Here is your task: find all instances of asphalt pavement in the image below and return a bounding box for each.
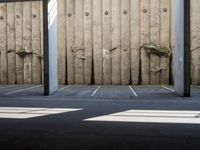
[0,85,200,150]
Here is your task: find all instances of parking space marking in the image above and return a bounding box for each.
[4,85,42,96]
[58,85,71,92]
[161,86,175,92]
[0,85,16,89]
[129,86,138,97]
[91,86,101,97]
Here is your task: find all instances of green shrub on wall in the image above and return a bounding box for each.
[142,43,172,57]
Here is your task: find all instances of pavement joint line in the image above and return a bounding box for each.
[91,86,101,97]
[161,85,175,92]
[4,85,42,96]
[129,86,138,97]
[0,85,16,89]
[58,85,71,92]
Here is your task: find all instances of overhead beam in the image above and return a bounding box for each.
[175,0,191,97]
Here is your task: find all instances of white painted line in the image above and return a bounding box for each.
[91,86,100,97]
[126,109,200,114]
[129,86,138,97]
[49,108,82,111]
[0,109,32,113]
[85,116,200,124]
[28,109,82,114]
[58,85,71,91]
[0,113,49,119]
[0,107,46,110]
[85,109,200,124]
[0,85,16,89]
[0,107,83,119]
[110,112,197,118]
[4,85,42,96]
[161,86,175,92]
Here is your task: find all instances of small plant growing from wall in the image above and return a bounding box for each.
[16,48,28,57]
[16,48,43,59]
[141,43,172,57]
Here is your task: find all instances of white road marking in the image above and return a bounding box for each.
[4,85,42,96]
[0,108,49,114]
[0,85,16,89]
[91,86,101,97]
[125,109,200,114]
[129,86,138,97]
[85,116,200,124]
[58,85,71,91]
[161,85,175,92]
[0,107,46,110]
[110,112,197,118]
[0,107,82,119]
[0,113,50,119]
[85,110,200,124]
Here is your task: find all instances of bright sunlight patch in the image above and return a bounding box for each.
[85,110,200,124]
[0,107,82,119]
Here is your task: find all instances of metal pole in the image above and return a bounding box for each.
[184,0,191,97]
[43,0,50,95]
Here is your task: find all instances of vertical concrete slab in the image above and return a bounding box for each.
[175,0,190,96]
[43,0,58,95]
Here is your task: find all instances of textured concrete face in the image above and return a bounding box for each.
[175,0,190,96]
[48,0,58,94]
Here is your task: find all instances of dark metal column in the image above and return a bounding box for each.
[43,0,50,95]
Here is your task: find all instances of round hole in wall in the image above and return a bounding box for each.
[85,12,89,16]
[163,8,168,12]
[68,13,72,17]
[33,14,37,18]
[105,11,109,15]
[16,15,20,19]
[143,9,147,13]
[123,10,128,14]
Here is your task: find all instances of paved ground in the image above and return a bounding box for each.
[0,85,200,150]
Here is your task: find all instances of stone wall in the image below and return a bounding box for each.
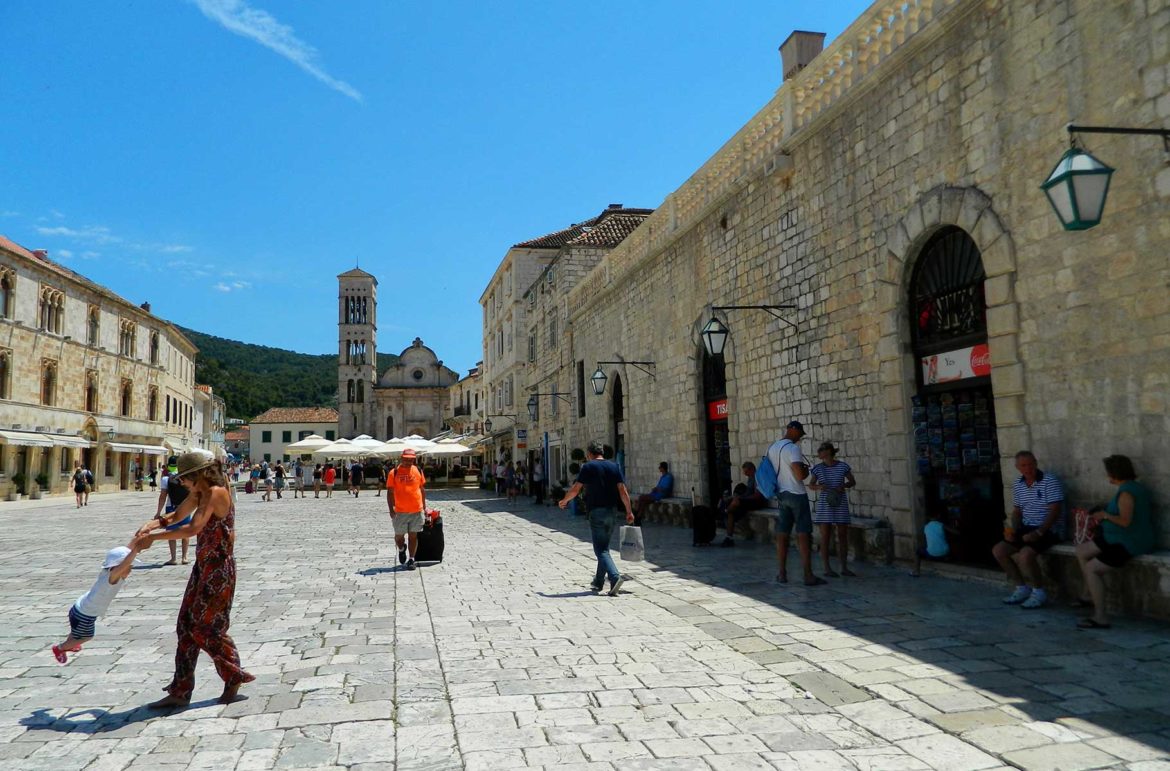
[555,0,1169,552]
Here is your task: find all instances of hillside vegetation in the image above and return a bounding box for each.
[178,327,398,421]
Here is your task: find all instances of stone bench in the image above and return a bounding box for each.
[1040,543,1170,620]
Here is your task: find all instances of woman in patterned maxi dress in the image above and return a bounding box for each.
[135,452,254,708]
[807,442,857,578]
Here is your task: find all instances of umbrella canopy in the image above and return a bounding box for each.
[285,434,333,453]
[422,443,473,458]
[311,438,367,458]
[349,435,389,452]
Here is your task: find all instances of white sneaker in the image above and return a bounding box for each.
[1003,586,1032,604]
[1021,591,1047,609]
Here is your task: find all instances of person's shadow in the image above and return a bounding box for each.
[21,699,225,733]
[535,590,599,599]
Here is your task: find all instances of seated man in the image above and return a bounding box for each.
[992,450,1064,609]
[720,461,768,547]
[633,462,674,525]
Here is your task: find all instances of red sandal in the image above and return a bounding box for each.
[51,645,67,664]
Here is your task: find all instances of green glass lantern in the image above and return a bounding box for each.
[1040,147,1114,231]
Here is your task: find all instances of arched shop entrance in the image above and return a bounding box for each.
[611,373,625,473]
[909,227,1002,563]
[701,349,731,507]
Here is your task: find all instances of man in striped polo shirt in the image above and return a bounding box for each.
[992,450,1065,609]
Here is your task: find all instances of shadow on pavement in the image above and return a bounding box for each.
[439,489,1170,754]
[21,698,228,733]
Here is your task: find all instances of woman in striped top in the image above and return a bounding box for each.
[808,442,856,578]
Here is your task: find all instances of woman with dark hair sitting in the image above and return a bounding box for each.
[1074,454,1156,629]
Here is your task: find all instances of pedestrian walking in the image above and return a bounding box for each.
[386,448,428,571]
[323,464,336,497]
[350,460,364,497]
[313,463,323,497]
[81,464,93,504]
[50,544,142,664]
[375,461,387,497]
[71,462,87,509]
[273,462,286,499]
[156,456,191,565]
[532,458,544,505]
[558,440,635,596]
[766,420,826,586]
[298,461,313,498]
[134,452,254,708]
[807,442,857,577]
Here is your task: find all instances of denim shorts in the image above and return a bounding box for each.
[776,491,812,535]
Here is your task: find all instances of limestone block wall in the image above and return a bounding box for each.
[558,0,1170,550]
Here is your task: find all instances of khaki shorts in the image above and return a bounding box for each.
[392,511,425,535]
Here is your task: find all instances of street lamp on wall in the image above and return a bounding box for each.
[1042,124,1170,231]
[482,414,516,434]
[526,393,571,421]
[591,361,656,396]
[701,305,799,358]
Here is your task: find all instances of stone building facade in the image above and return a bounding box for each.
[374,338,461,439]
[249,407,338,463]
[511,0,1170,573]
[444,363,483,438]
[0,236,198,497]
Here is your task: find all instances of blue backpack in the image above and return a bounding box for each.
[755,451,778,499]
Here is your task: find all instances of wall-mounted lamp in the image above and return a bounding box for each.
[526,393,570,421]
[482,414,516,434]
[1042,124,1170,231]
[701,305,799,357]
[591,361,656,395]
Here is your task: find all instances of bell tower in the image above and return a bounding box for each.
[337,267,377,438]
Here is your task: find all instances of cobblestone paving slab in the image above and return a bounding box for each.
[1,488,1169,769]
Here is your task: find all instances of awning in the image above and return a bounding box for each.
[0,430,55,447]
[107,442,168,455]
[48,434,94,449]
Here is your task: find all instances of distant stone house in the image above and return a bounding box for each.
[249,407,338,463]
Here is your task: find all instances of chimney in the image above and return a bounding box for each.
[140,301,151,312]
[780,30,826,81]
[32,249,49,260]
[607,203,623,210]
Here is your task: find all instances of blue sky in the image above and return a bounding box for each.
[1,0,871,375]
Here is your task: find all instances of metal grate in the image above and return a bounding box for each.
[911,227,987,351]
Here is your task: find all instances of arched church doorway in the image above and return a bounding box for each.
[701,348,730,506]
[909,227,1002,563]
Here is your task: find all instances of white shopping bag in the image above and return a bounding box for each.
[619,525,645,562]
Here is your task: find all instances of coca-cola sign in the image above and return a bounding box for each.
[922,343,991,385]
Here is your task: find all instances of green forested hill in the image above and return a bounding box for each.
[178,327,398,421]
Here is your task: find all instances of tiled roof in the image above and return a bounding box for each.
[568,209,653,247]
[513,219,599,249]
[225,429,249,441]
[337,267,376,280]
[0,235,37,260]
[250,407,339,424]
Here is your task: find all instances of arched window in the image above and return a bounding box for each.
[38,286,64,334]
[119,320,136,357]
[149,332,160,365]
[0,349,10,400]
[356,380,365,402]
[165,394,171,422]
[910,226,987,353]
[120,380,132,417]
[611,373,624,423]
[85,371,98,412]
[87,306,100,346]
[346,379,355,403]
[0,268,15,319]
[385,415,394,438]
[41,360,57,405]
[148,388,159,421]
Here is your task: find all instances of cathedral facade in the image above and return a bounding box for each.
[336,268,459,439]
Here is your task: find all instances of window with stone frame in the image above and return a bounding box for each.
[0,349,10,400]
[148,387,159,421]
[576,360,586,418]
[0,267,15,319]
[118,319,137,357]
[548,316,558,351]
[528,331,536,362]
[60,448,72,474]
[261,430,272,443]
[120,379,133,417]
[41,359,57,405]
[105,449,113,477]
[38,286,64,334]
[149,331,160,365]
[85,370,98,412]
[87,306,100,346]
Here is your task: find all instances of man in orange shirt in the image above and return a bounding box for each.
[387,448,427,570]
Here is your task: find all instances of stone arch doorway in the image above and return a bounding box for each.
[700,346,730,507]
[385,415,394,439]
[877,186,1024,561]
[611,373,624,472]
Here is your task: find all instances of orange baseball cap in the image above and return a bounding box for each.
[401,448,417,459]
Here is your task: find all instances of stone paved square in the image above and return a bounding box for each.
[2,488,1169,769]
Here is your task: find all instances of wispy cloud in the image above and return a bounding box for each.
[214,280,252,293]
[57,249,74,259]
[1,210,19,218]
[190,0,362,102]
[36,223,192,255]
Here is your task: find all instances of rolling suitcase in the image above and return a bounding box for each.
[244,480,254,494]
[691,487,717,546]
[414,516,445,563]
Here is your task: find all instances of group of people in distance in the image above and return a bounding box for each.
[240,459,389,501]
[54,452,253,709]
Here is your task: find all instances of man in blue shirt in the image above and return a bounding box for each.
[560,441,635,596]
[992,450,1065,609]
[633,462,674,526]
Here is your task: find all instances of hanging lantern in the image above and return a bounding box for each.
[1041,147,1114,231]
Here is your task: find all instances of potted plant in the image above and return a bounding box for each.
[31,472,49,499]
[570,447,585,462]
[7,472,25,501]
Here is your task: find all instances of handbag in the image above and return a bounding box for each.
[1073,507,1098,545]
[619,525,645,562]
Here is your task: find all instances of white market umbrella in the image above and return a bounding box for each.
[285,434,332,453]
[375,438,410,457]
[405,435,438,451]
[422,443,473,458]
[350,434,388,453]
[311,438,367,458]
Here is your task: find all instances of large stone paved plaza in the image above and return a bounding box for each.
[2,488,1169,771]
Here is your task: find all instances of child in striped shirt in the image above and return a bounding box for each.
[51,544,140,664]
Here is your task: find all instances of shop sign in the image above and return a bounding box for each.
[516,443,527,450]
[707,398,729,421]
[515,429,527,439]
[921,343,991,385]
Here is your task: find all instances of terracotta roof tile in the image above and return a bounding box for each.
[568,209,653,247]
[513,219,599,249]
[250,407,339,424]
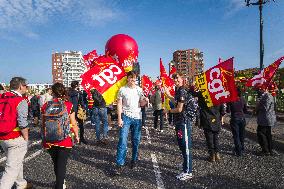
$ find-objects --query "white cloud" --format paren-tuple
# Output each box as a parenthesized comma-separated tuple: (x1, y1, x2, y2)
(224, 0, 246, 17)
(0, 0, 121, 38)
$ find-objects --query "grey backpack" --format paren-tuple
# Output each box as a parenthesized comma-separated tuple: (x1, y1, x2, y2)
(42, 100, 70, 142)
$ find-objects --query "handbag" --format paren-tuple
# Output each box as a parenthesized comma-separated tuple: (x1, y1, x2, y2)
(77, 105, 87, 121)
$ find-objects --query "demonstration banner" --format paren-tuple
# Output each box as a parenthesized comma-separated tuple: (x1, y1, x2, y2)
(195, 57, 238, 107)
(141, 75, 153, 96)
(83, 49, 98, 69)
(160, 58, 175, 96)
(81, 58, 127, 105)
(246, 56, 284, 88)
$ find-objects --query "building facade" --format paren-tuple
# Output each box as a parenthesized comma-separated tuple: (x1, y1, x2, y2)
(27, 83, 52, 93)
(172, 49, 204, 83)
(52, 51, 86, 87)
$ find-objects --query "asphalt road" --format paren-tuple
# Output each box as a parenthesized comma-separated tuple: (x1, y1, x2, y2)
(1, 108, 283, 189)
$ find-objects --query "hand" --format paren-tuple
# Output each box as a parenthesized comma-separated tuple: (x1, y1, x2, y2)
(75, 136, 80, 144)
(163, 87, 170, 97)
(118, 119, 123, 128)
(163, 109, 169, 114)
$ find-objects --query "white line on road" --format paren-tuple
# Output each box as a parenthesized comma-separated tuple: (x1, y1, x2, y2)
(145, 127, 165, 189)
(24, 149, 43, 163)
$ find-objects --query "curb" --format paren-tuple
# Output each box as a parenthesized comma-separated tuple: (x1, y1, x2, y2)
(222, 123, 284, 153)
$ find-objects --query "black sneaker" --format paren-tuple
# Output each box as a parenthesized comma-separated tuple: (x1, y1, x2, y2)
(113, 165, 123, 176)
(130, 160, 137, 169)
(81, 139, 88, 145)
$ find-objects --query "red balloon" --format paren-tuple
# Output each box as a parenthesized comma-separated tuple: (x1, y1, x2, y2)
(105, 34, 139, 72)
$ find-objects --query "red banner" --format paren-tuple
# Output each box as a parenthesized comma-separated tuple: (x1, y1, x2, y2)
(160, 58, 175, 96)
(80, 61, 127, 105)
(141, 75, 153, 96)
(246, 56, 284, 88)
(83, 50, 98, 69)
(195, 57, 238, 107)
(169, 66, 176, 77)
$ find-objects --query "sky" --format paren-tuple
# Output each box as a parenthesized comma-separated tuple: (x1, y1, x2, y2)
(0, 0, 284, 84)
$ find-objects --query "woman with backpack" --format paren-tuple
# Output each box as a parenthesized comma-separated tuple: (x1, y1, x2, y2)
(41, 83, 80, 189)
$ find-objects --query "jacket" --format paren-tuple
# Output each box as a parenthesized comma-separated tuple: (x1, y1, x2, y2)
(150, 90, 163, 111)
(256, 92, 276, 127)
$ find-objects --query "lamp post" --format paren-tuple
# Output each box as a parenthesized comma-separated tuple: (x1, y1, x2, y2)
(245, 0, 275, 70)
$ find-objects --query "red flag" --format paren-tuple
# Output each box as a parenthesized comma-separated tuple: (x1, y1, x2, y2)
(246, 56, 284, 88)
(80, 58, 127, 105)
(83, 50, 98, 69)
(195, 57, 238, 107)
(141, 75, 154, 96)
(169, 66, 177, 77)
(159, 58, 175, 96)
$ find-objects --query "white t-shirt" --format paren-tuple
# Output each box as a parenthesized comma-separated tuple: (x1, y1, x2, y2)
(117, 85, 143, 119)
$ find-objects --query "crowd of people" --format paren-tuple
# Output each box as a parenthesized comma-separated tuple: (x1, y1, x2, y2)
(0, 71, 278, 188)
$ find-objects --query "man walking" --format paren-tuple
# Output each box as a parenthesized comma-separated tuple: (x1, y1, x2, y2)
(0, 77, 32, 189)
(163, 72, 197, 181)
(150, 84, 164, 132)
(114, 71, 148, 175)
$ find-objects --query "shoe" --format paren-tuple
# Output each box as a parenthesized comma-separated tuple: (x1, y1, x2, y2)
(23, 182, 33, 189)
(269, 150, 278, 156)
(176, 172, 193, 181)
(113, 165, 123, 176)
(63, 179, 66, 189)
(130, 160, 137, 169)
(215, 153, 221, 161)
(159, 130, 164, 133)
(101, 138, 109, 145)
(208, 154, 216, 162)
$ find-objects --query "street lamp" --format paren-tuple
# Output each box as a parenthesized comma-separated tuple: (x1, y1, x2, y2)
(245, 0, 275, 70)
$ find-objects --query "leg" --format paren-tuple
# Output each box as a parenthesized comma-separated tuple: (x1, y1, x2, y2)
(131, 118, 142, 162)
(266, 127, 273, 153)
(257, 125, 269, 153)
(101, 108, 109, 138)
(213, 131, 220, 153)
(203, 129, 214, 156)
(141, 107, 146, 127)
(94, 107, 101, 141)
(154, 110, 158, 129)
(54, 147, 71, 189)
(0, 137, 28, 189)
(230, 120, 241, 155)
(159, 110, 164, 131)
(239, 119, 246, 152)
(47, 147, 58, 177)
(116, 115, 131, 166)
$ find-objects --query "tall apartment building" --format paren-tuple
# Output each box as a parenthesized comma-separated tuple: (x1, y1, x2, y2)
(52, 51, 86, 87)
(172, 49, 204, 83)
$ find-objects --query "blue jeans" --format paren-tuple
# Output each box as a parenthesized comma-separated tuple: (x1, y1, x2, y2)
(116, 114, 142, 166)
(230, 118, 246, 155)
(92, 107, 108, 140)
(175, 120, 192, 173)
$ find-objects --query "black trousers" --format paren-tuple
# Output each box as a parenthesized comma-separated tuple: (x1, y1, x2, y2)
(76, 118, 85, 140)
(48, 146, 71, 189)
(203, 129, 220, 155)
(154, 110, 164, 130)
(230, 118, 246, 155)
(257, 125, 273, 153)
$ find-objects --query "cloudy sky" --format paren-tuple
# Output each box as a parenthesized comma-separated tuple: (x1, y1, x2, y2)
(0, 0, 284, 83)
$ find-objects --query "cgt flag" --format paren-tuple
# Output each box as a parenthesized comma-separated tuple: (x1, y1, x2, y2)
(246, 56, 284, 88)
(141, 75, 154, 96)
(160, 58, 175, 96)
(83, 49, 98, 69)
(195, 57, 238, 107)
(80, 58, 127, 105)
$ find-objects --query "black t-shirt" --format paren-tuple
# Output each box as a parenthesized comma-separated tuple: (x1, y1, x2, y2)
(91, 89, 106, 108)
(173, 86, 187, 125)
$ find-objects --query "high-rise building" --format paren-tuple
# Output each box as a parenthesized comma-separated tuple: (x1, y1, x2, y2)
(172, 49, 204, 83)
(52, 51, 86, 87)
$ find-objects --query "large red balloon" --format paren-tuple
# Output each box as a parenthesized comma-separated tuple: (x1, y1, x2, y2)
(105, 34, 139, 72)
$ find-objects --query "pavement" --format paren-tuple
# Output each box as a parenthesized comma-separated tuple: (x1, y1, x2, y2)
(0, 109, 283, 189)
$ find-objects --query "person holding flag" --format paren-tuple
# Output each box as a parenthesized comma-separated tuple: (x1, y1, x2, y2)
(113, 71, 149, 175)
(163, 72, 197, 181)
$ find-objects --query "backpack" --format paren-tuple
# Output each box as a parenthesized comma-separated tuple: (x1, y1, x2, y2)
(183, 89, 199, 123)
(42, 100, 70, 142)
(0, 94, 21, 134)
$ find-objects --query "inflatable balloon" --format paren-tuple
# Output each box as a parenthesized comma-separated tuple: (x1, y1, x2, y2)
(105, 34, 139, 72)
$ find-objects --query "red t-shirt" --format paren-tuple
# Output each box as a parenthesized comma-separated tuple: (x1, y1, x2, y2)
(41, 98, 74, 149)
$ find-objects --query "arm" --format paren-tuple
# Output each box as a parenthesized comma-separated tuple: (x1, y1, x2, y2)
(117, 98, 123, 127)
(169, 102, 184, 113)
(69, 112, 80, 143)
(164, 87, 175, 102)
(17, 100, 29, 141)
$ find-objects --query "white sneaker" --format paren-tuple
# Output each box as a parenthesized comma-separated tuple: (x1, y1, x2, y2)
(176, 172, 193, 181)
(63, 179, 66, 189)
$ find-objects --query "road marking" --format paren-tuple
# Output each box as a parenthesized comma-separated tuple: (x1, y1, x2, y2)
(24, 149, 43, 162)
(145, 127, 165, 189)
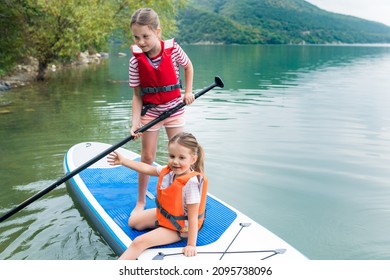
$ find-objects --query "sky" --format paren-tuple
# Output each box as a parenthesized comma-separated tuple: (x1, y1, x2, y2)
(305, 0, 390, 27)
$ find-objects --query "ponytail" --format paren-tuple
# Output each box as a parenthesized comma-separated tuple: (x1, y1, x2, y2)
(193, 143, 204, 173)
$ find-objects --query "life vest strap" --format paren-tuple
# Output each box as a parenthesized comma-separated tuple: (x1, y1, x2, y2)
(156, 199, 205, 232)
(141, 81, 181, 95)
(156, 199, 184, 231)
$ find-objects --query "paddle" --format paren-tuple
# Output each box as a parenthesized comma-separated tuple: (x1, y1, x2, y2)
(0, 76, 224, 223)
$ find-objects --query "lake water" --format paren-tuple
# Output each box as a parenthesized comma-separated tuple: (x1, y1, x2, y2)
(1, 44, 390, 260)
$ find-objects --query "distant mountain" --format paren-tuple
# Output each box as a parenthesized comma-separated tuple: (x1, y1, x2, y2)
(175, 0, 390, 44)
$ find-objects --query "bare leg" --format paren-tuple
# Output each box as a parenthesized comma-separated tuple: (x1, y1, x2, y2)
(133, 125, 182, 213)
(119, 126, 186, 260)
(133, 130, 159, 213)
(119, 227, 181, 260)
(165, 126, 184, 140)
(128, 208, 157, 230)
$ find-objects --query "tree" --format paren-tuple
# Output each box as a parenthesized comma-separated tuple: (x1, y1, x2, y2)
(22, 0, 116, 80)
(7, 0, 187, 81)
(113, 0, 187, 45)
(0, 0, 26, 76)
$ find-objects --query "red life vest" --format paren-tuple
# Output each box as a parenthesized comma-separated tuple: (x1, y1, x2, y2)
(155, 166, 208, 233)
(132, 39, 181, 105)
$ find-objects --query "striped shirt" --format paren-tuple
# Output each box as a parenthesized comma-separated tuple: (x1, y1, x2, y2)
(129, 41, 190, 118)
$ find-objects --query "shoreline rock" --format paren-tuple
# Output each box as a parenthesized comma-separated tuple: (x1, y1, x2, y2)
(0, 82, 11, 91)
(0, 56, 39, 90)
(0, 51, 109, 91)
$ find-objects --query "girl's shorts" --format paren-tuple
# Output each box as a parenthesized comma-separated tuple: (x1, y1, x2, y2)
(141, 114, 185, 132)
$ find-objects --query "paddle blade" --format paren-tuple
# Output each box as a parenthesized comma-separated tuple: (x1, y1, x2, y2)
(215, 76, 224, 88)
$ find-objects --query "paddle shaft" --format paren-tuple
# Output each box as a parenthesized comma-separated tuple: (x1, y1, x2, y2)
(0, 76, 224, 223)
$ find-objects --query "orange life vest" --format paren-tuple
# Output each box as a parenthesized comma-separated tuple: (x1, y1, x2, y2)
(132, 39, 181, 105)
(155, 166, 208, 233)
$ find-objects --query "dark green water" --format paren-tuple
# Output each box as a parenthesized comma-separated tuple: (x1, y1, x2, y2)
(1, 44, 390, 259)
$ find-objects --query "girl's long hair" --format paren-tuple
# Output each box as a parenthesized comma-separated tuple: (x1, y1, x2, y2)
(130, 7, 159, 31)
(169, 132, 205, 174)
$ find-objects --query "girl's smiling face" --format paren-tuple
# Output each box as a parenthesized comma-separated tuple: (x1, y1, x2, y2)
(131, 23, 161, 57)
(167, 142, 197, 177)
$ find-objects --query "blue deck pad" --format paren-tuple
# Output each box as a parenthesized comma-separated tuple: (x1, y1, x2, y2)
(79, 164, 237, 248)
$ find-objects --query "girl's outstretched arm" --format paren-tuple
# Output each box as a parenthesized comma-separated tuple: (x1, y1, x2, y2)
(107, 151, 159, 176)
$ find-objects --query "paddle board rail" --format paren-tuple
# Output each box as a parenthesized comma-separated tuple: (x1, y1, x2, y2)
(64, 142, 307, 260)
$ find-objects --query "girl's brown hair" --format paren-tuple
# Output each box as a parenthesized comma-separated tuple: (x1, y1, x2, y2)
(169, 132, 205, 174)
(130, 7, 160, 31)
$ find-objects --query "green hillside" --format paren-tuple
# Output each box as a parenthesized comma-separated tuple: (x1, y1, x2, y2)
(175, 0, 390, 44)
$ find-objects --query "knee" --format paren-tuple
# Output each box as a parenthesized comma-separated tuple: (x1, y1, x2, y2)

EXERCISE. The lines to return are those in the records above that hold the word "paddle".

RESPONSE BOX.
$ find-objects --query "paddle" --format paren-tuple
$ find-objects --query "paddle blade" --format paren-tuple
$ find-objects --query "paddle shaft" --format paren-tuple
$ find-objects --query "paddle board rail" --format paren-tuple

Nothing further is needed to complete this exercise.